**Challenge**
Copy out every line exactly as given.

Part of a data file:
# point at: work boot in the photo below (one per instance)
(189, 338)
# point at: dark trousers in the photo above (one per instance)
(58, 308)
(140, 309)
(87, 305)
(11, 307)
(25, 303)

**Exercise answer**
# point at: work boot in the photo below (one per instance)
(189, 338)
# point at: dark trousers in the photo above (one per instance)
(58, 308)
(140, 309)
(87, 305)
(11, 307)
(25, 303)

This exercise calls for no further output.